=== Activity ===
Every record shown below should be duplicated exactly.
___ Dataset records ___
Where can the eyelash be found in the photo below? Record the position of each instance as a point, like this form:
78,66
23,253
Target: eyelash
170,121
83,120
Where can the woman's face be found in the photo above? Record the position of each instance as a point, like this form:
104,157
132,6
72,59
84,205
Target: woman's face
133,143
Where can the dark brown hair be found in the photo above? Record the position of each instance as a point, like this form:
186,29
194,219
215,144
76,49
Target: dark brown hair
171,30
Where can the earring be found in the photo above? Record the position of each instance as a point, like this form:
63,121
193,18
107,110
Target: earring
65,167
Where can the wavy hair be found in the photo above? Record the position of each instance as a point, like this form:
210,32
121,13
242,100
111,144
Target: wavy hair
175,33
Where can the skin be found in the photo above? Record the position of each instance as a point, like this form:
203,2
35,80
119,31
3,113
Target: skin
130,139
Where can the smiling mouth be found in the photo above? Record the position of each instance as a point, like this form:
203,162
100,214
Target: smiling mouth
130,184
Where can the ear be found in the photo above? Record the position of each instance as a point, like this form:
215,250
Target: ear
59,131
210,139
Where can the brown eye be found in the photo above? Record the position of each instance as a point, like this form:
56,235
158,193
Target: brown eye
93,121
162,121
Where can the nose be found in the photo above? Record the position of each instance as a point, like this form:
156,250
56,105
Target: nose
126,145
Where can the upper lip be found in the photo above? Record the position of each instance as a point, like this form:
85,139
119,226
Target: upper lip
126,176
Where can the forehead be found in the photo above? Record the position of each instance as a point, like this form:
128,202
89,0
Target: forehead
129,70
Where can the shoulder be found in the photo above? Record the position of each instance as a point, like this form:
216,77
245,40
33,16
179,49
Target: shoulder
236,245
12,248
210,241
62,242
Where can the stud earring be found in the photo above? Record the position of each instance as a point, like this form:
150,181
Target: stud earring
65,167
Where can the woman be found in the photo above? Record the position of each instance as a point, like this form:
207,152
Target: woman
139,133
___
=== Result of the exercise ===
Where can the eyelash be found in the photo below? Record the position of each instance as a point, like this form:
78,66
23,253
Target: eyelash
170,121
83,120
Where can the woman's face be found in the photo above? Record the position of each instance as a point, like this form:
104,157
132,6
72,59
84,205
Target: woman's face
133,143
Where can the dark brown hair be found in the photo above? Record the position of each instance as a point, like this form:
186,29
194,219
215,144
76,49
Target: dark brown hair
171,30
Where can the earring be found in the photo above? Record the position of each instance as a point, like this form:
63,121
193,18
107,110
Target: earring
65,167
Where can the wavy hair be found in the photo above? Record the position of each instance as a point, like this form:
210,32
121,13
242,100
111,144
Target: wavy hair
175,33
Where can the skin be found in the photo above? Record the position of each instance as a point, like this form:
203,2
35,80
119,31
3,113
Target: skin
130,139
Where can the smiling mouth be found in the photo above? Record the position of each instance as a point, like this form:
203,162
100,214
Target: smiling mouth
130,184
Where can the ear be found in the photo above? Record the position of each instance as a point, like this form:
215,250
Target: ear
59,131
210,139
Where can the brown eye be found in the photo above? Record the position of each instance as a point, like this form:
56,235
158,193
Target: brown eye
93,121
162,121
Where can the nose be found in the photo above? Record the position of each instance as a point, like this form:
156,250
56,105
Target: nose
126,145
Where can the upper lip be found in the photo above? Record the position of each instance as a point, like this form:
85,139
119,226
Target: upper lip
126,176
Where can the forehead be found in the photo above? Record the position of each instance as a point, like this form:
128,202
89,0
Target: forehead
129,70
Where can the shoulder be found in the photo above? Record the position of each instance as a point, like this form:
216,77
245,40
33,16
179,49
Target: shoulder
236,245
12,248
210,241
62,242
Where can the stud earring be found in the photo above? Record the position of each instance as a point, like this form:
150,181
Target: stud earring
65,167
Where can the woman be found in the photo above? Record the position of each instance as a point, like this form:
207,152
Target: woman
139,133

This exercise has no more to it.